Source data
◇ ◇ ◇ ◇

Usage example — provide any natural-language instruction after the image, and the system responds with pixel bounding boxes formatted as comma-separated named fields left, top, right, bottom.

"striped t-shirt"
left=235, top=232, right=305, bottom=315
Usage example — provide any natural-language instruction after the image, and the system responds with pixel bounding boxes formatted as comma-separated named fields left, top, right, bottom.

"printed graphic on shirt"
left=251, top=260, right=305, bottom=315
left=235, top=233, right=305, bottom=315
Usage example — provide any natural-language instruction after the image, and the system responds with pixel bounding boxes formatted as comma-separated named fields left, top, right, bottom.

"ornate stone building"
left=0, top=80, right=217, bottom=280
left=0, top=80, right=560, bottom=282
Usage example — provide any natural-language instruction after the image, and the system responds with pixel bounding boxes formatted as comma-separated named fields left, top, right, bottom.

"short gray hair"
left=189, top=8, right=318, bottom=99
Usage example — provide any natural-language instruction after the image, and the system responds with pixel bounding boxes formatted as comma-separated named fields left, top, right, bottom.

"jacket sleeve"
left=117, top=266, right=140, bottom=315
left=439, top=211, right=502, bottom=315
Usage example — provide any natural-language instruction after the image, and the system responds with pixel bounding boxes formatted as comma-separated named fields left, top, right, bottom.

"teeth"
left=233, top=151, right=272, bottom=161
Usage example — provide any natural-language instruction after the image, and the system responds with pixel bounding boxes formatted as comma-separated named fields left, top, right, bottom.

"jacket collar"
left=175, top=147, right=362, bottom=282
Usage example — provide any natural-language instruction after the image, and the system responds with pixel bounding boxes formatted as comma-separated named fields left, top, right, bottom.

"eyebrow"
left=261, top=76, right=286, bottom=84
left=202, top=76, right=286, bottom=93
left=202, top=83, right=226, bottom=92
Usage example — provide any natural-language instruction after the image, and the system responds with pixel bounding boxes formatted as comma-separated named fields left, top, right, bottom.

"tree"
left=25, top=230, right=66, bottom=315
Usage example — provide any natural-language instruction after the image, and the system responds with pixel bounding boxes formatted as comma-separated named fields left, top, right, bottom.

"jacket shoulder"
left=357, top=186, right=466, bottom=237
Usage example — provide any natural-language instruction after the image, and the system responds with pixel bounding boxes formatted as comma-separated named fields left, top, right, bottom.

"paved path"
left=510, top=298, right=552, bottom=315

◇ ◇ ◇ ◇

**Prompt**
Render the listing above as a two-column CSV with the headers "request" and "answer" and one row for each request in the listing. Place the full request text and its answer each in a single quoted field, replacing line breaks with spaces.

**Solution below**
request,answer
"Usage example — provide any natural-language instruction after the image, and the system responds with pixel bounding boxes formatted as comma-separated named fields left, top, right, bottom. ""striped t-shirt""","left=235, top=232, right=305, bottom=315"
"Usage example — provide any natural-language instruction after the image, and the system responds with pixel bounding boxes formatted as comma-separated named fields left, top, right, bottom. ""printed graphic on shirt""","left=251, top=260, right=305, bottom=315 left=235, top=233, right=305, bottom=315"
"Usage example — provide any natural-language instruction after the image, and the system responds with pixel bounding boxes formatted as comma-separated named fields left, top, right, bottom. ""ornate stone building""","left=0, top=80, right=217, bottom=280 left=0, top=80, right=560, bottom=282"
"Usage example — provide any natural-language instruction after the image, and the system responds with pixel bounding boxes formatted as comma-separated named fields left, top, right, bottom. ""short gray hair""","left=189, top=8, right=318, bottom=99"
"Usage example — provide any natural-language instruction after the image, and the system responds with pixel bounding boxes formatted as comma-separated named fields left, top, right, bottom. ""jacket sleeve""","left=117, top=266, right=140, bottom=315 left=439, top=211, right=502, bottom=315"
"Usage example — provide any natural-language instruction after the image, and the system responds with pixel bounding boxes formatted as comma-separated named fields left, top, right, bottom. ""teeth""","left=233, top=151, right=272, bottom=161"
"Usage example — provide any natural-language instruction after the image, and the system responds with pixel bounding boxes formatted as comma-separated named fields left, top, right, bottom. ""jacket collar""","left=175, top=147, right=362, bottom=282"
"Usage example — provide any natural-language instruction after the image, and the system responds with pixel bounding boxes formatted as comma-separated named fields left, top, right, bottom. ""eyebrow""","left=261, top=76, right=286, bottom=84 left=202, top=76, right=286, bottom=93 left=202, top=83, right=226, bottom=92"
"Usage example — provide any natural-language instruction after the image, and the system responds with pixel bounding boxes formatted as comma-separated named fields left, top, right, bottom. ""tree""","left=25, top=230, right=66, bottom=315"
"Usage example — provide any natural-language instruction after the image, and the system responds with pixel bounding boxes formatted as comma-separated named fields left, top, right, bottom. ""jacket shoulder""","left=357, top=186, right=466, bottom=237"
"Usage example — provide any natural-language instruction after the image, and the system responds with pixel bounding boxes formatted as comma-separated named fields left, top, right, bottom. ""paved path""","left=510, top=298, right=552, bottom=315"